_Exercise prompt:_
Lines of the records that hold the word "woman" are to be counted; give the number and nothing more.

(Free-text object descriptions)
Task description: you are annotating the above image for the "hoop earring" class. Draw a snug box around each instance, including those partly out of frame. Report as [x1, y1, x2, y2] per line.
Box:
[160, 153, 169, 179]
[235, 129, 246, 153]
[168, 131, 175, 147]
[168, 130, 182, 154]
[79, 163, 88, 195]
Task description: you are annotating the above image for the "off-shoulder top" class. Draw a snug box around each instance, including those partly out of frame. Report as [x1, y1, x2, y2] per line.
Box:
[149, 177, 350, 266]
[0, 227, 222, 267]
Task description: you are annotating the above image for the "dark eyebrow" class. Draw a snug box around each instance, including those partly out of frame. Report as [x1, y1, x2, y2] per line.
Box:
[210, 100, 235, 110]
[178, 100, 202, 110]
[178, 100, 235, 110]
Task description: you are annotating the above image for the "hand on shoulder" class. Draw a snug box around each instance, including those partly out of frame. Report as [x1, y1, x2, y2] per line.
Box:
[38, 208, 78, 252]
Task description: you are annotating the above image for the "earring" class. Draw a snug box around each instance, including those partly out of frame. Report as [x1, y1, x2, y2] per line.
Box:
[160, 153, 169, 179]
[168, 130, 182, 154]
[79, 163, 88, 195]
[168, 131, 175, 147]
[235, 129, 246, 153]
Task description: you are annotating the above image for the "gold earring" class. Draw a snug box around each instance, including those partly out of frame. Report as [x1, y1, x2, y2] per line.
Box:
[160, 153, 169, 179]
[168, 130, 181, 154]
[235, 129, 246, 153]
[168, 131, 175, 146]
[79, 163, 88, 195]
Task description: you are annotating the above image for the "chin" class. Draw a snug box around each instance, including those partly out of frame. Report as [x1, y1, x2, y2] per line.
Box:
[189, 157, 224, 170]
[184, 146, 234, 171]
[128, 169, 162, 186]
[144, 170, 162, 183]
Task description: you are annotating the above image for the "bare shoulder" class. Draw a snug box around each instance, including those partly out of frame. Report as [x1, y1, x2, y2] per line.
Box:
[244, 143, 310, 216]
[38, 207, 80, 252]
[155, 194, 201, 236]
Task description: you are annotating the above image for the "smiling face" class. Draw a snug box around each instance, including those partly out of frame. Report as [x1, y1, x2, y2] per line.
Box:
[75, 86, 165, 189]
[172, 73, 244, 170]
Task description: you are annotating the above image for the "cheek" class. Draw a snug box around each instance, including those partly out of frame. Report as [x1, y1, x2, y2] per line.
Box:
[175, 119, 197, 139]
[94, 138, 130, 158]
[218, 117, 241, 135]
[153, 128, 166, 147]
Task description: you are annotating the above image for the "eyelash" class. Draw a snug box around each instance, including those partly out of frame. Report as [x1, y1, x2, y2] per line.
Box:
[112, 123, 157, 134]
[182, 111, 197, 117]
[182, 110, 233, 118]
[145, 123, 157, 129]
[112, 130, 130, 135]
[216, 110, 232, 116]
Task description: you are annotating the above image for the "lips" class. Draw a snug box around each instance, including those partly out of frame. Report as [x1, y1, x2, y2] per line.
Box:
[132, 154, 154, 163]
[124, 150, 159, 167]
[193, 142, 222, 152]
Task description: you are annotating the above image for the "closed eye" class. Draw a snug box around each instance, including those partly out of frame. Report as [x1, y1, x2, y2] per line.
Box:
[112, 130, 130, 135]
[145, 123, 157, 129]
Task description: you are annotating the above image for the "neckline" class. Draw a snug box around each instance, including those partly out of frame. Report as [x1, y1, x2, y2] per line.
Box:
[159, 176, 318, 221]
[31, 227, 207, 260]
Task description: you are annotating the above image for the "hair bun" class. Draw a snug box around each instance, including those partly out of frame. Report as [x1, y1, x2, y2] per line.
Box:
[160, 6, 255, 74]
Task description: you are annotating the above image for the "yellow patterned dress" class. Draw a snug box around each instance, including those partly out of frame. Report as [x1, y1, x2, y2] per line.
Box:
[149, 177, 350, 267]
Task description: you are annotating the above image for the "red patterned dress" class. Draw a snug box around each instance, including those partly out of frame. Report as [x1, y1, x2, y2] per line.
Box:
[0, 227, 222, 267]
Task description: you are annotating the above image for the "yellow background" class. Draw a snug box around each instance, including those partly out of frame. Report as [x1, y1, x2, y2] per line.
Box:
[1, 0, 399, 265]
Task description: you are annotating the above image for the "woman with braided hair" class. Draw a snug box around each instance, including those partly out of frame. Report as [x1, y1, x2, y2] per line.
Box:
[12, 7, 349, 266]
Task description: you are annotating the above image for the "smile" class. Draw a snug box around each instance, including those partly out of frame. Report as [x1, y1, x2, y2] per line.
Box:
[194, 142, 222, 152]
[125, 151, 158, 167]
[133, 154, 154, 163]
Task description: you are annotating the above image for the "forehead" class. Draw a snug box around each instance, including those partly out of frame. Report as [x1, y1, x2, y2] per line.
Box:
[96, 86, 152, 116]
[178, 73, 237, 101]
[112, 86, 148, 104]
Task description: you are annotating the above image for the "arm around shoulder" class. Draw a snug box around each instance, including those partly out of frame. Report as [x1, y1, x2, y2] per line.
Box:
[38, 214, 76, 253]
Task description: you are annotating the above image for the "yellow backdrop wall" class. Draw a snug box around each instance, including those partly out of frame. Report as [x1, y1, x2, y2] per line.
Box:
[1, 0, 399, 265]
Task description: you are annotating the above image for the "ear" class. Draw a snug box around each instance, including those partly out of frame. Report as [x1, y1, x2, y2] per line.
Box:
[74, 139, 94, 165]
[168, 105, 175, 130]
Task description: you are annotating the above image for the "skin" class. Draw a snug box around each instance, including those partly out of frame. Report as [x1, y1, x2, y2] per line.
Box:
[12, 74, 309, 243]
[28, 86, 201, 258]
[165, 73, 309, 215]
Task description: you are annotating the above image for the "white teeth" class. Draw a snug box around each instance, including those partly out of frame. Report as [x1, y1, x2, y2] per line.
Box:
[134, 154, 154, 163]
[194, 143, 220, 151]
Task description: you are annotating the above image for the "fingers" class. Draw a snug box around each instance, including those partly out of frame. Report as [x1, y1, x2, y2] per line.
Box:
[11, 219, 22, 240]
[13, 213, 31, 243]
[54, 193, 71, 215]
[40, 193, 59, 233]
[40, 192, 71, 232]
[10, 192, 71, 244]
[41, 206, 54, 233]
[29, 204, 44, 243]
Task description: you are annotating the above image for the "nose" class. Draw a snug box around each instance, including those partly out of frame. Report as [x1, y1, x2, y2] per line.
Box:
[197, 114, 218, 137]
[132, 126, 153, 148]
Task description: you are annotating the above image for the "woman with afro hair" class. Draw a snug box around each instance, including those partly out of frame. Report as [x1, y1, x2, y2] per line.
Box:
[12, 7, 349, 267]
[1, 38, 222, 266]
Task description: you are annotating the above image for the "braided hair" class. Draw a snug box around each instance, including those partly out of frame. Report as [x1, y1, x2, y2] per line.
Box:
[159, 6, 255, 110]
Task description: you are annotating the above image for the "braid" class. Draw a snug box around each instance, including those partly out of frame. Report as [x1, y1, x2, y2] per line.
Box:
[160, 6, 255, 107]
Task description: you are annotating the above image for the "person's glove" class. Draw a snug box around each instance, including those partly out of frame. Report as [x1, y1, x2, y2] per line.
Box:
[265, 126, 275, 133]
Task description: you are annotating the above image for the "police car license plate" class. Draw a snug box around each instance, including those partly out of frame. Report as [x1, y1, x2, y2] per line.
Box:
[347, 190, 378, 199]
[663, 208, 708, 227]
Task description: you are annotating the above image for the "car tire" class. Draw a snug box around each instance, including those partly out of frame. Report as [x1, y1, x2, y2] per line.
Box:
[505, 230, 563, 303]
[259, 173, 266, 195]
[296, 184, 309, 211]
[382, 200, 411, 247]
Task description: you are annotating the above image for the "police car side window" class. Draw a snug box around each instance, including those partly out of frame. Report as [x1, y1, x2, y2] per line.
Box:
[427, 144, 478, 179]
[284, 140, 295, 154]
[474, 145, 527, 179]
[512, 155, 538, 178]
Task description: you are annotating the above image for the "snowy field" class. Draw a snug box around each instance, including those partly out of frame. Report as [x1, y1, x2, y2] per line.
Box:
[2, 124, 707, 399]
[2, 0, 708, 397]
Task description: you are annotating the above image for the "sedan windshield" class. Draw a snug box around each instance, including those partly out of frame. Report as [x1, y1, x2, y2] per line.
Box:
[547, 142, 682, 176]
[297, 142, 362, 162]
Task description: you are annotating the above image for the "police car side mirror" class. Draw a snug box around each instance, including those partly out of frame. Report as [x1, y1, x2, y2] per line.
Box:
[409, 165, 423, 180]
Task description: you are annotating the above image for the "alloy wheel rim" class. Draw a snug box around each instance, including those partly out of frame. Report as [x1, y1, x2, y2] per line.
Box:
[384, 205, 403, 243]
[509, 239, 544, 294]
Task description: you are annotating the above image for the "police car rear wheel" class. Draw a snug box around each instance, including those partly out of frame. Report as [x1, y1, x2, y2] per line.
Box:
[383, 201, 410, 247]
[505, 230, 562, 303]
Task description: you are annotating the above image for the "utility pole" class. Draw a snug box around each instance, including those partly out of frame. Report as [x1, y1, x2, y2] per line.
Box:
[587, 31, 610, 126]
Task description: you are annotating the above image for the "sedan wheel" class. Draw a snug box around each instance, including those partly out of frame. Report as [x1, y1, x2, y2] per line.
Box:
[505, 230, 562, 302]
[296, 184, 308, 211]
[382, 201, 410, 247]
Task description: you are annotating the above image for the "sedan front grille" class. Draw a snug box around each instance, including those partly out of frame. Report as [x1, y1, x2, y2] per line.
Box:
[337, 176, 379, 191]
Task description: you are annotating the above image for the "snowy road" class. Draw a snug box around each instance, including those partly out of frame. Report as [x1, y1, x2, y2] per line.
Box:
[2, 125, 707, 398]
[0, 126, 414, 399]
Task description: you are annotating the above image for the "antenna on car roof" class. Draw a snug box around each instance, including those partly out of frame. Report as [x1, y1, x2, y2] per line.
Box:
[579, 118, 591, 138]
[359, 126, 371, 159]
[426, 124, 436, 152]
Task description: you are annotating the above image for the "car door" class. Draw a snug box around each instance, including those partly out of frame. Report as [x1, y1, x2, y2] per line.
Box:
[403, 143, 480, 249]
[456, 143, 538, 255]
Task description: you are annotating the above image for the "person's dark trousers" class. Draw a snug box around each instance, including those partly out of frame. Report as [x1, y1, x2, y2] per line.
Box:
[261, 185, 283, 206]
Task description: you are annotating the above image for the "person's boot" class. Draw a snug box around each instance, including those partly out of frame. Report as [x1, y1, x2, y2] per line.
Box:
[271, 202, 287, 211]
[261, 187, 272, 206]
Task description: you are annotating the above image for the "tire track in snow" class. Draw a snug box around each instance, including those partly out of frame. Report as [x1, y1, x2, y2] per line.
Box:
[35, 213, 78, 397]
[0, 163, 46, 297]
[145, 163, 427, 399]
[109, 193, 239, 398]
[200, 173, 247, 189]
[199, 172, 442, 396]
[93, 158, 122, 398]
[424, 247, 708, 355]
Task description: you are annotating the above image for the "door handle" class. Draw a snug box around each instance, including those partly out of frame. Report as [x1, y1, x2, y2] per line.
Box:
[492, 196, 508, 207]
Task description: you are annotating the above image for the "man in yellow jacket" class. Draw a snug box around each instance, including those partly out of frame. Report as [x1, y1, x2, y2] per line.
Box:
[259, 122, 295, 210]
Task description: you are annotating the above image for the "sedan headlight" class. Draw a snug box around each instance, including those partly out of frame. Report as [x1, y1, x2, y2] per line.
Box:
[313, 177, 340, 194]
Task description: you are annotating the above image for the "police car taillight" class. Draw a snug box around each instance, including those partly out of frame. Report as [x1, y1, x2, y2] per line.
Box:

_Answer section:_
2